▶ [Exercise aim]
Answer these questions using the essay on motherhood.
1. What did the child say to her mother that morning?
2. How far away does the writer's mother live?
3. Which two roles does the essay name as examples of secondary roles?

▶ [Document excerpt]
On most days my first born little girl woke up happy. We would hear her in her crib just talking to herself and singing away, waiting for one of us to get up and start her day. But I remember one morning when I heard a different sound. It wasn’t all the way to a cry, but it was definitely a sound of distress. As I approached the door, the smell announced that something was definitely wrong. And when I opened the door, there stood my fussing child absolutely covered in vomit- along with the crib, the wall, and the surrounding carpet. I’ll never forget her pitiful little voice telling me, “Mama, I had big burp!”
I will also never forget the great motherhood revelation I had that morning. As I looked on the mess, while taking in the awful smell, I had two thoughts. First, “Where’s my mom when I need her?” My mother can take on anything, and has rescued me from many of the messes I’ve faced in life. But she lives a thousand miles away. So my next thought was, “Do you realize there is no one else on the planet who can clean up this mess?” I could hear a voice prodding me on with the thought that only a mom could handle this mess, and I was the only mom this poor child had. I had to clean it up!
The revelation that morning has stuck with me- the great privilege and challenge that there is no one else on the planet who can be the mother of my children. That realization should guide my priorities and greatly impact how I choose to spend my days. Motherhood is one of my primary roles- a role that only I can play. Along with motherhood of course is my marriage, and also my other family relationships. Only I can be a sister, a daughter, a granddaughter. Secondary roles are those responsibilities that I have been called to, like my role with my job or at my church. It is an important role, but it is a role that another person could serve. (Someone else served it before me, and someone else will serve it after me). Keeping primary roles primary, and secondary roles secondary is the great challenge for all moms.

▶ [Location labeling items]

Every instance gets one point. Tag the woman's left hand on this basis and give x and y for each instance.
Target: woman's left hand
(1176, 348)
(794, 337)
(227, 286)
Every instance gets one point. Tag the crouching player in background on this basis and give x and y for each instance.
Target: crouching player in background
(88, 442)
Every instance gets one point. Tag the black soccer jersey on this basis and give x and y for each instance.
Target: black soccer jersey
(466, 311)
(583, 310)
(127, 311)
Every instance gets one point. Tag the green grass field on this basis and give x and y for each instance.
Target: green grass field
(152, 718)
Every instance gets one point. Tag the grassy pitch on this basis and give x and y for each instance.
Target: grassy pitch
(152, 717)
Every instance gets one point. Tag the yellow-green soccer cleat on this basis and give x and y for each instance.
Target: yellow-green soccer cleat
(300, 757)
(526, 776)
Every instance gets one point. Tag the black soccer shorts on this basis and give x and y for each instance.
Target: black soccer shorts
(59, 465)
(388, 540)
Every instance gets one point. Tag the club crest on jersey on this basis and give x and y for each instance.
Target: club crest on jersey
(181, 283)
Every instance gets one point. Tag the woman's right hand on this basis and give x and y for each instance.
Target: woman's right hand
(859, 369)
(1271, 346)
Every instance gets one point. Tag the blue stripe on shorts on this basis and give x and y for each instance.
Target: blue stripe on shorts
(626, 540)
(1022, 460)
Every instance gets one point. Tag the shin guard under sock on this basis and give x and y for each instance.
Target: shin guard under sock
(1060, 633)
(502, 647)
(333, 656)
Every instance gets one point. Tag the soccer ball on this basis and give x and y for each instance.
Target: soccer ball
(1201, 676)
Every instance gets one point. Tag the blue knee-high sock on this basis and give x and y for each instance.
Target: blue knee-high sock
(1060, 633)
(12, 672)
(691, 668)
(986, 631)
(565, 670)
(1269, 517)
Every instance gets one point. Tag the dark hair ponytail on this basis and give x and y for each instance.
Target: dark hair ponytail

▶ [Reply to the exercise]
1. "Mama, I had big burp!"
2. A thousand miles away.
3. Her role with her job and her role at her church.